THE PROBLEM
Repeat each entry verbatim.

RECORDS SUPPLIED
* * * *

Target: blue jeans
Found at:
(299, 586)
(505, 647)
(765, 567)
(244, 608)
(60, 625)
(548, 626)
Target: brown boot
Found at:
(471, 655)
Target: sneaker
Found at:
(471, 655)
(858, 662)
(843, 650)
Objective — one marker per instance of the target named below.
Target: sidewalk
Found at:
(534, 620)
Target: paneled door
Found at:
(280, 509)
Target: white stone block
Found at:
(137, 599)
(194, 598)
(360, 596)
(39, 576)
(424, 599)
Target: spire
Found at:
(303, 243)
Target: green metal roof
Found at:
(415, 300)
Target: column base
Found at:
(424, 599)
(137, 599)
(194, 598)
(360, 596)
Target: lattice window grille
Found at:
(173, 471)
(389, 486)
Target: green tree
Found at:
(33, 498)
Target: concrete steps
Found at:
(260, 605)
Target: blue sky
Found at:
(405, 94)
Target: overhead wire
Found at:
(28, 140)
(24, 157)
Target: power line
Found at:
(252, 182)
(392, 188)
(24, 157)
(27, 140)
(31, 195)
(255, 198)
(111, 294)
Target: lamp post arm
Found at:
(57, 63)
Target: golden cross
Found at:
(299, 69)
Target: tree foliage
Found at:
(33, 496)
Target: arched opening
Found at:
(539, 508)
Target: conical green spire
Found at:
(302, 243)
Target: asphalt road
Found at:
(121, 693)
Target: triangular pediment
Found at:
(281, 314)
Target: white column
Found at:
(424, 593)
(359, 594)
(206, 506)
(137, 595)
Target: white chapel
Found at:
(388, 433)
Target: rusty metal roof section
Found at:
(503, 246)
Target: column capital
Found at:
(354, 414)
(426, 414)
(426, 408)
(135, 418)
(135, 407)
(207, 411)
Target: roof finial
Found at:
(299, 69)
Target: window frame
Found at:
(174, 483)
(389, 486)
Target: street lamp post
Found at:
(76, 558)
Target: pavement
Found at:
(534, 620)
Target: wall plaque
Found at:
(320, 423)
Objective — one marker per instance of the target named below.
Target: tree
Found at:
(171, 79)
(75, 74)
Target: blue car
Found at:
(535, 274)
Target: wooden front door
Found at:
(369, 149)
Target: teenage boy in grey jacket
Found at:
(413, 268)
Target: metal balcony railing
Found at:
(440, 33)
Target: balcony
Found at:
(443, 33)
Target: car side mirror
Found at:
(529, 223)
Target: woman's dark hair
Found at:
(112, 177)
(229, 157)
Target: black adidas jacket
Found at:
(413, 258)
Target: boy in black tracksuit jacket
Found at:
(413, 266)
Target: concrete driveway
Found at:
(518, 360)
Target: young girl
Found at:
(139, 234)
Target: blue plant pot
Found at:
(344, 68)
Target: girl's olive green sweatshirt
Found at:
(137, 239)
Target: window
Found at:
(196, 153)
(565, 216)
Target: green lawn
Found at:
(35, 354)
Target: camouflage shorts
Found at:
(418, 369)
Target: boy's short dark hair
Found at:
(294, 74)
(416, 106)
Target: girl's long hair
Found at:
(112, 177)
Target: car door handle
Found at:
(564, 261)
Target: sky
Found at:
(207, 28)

* * * *

WRITTEN SOLUTION
Target: blue jeans
Found at:
(299, 586)
(505, 647)
(765, 567)
(244, 608)
(60, 625)
(548, 626)
Target: brown boot
Found at:
(471, 655)
Target: sneaker
Found at:
(471, 655)
(858, 662)
(843, 650)
Objective — one marker per instance of the target named below.
Target: sidewalk
Found at:
(534, 620)
Target: paneled door
Found at:
(280, 509)
Target: white stone block
Found at:
(137, 599)
(194, 598)
(360, 596)
(39, 576)
(424, 599)
Target: spire
Found at:
(303, 243)
Target: green metal roof
Found at:
(415, 300)
Target: column base
Found at:
(424, 599)
(137, 599)
(194, 598)
(360, 596)
Target: lattice window grille
Found at:
(173, 471)
(389, 486)
Target: green tree
Found at:
(33, 498)
Target: concrete steps
Found at:
(260, 605)
Target: blue sky
Found at:
(405, 94)
Target: overhead wire
Found at:
(28, 140)
(24, 157)
Target: power line
Found at:
(252, 182)
(392, 188)
(24, 157)
(27, 140)
(31, 195)
(255, 198)
(111, 294)
Target: lamp post arm
Found at:
(57, 63)
Target: golden cross
Found at:
(299, 69)
Target: tree foliage
Found at:
(33, 496)
Target: arched opening
Found at:
(539, 508)
Target: conical green spire
Found at:
(302, 243)
Target: asphalt road
Found at:
(121, 693)
Target: triangular pediment
Found at:
(281, 314)
Target: white column
Found at:
(424, 593)
(359, 594)
(206, 506)
(137, 595)
Target: white chapel
Found at:
(388, 433)
Target: rusty metal roof section
Found at:
(503, 246)
Target: column capital
Found at:
(354, 414)
(426, 414)
(426, 408)
(135, 418)
(135, 407)
(207, 411)
Target: roof finial
Found at:
(299, 69)
Target: window frame
Found at:
(174, 483)
(389, 486)
Target: street lamp post
Found at:
(76, 558)
Target: pavement
Found at:
(534, 620)
Target: wall plaque
Found at:
(320, 423)
Objective — one marker per instance of the target named below.
Target: tree
Found at:
(171, 79)
(75, 74)
Target: blue car
Found at:
(535, 274)
Target: wooden front door
Found at:
(369, 149)
Target: teenage boy in grey jacket
Found at:
(413, 268)
Target: metal balcony railing
Found at:
(440, 33)
Target: balcony
Found at:
(443, 33)
Target: car side mirror
Found at:
(529, 223)
Target: woman's dark hair
Found at:
(112, 177)
(229, 157)
Target: black adidas jacket
Found at:
(413, 258)
Target: boy in black tracksuit jacket
Found at:
(413, 266)
Target: concrete driveway
Found at:
(518, 360)
Target: young girl
Found at:
(139, 234)
Target: blue plant pot
Found at:
(344, 68)
Target: girl's olive green sweatshirt
Found at:
(137, 239)
Target: window
Found at:
(196, 153)
(565, 216)
Target: green lawn
Found at:
(35, 354)
Target: camouflage shorts
Found at:
(418, 369)
Target: boy's short dark hair
Found at:
(294, 74)
(416, 106)
Target: girl's long hair
Found at:
(112, 177)
Target: car door handle
Found at:
(564, 261)
Target: sky
Found at:
(207, 28)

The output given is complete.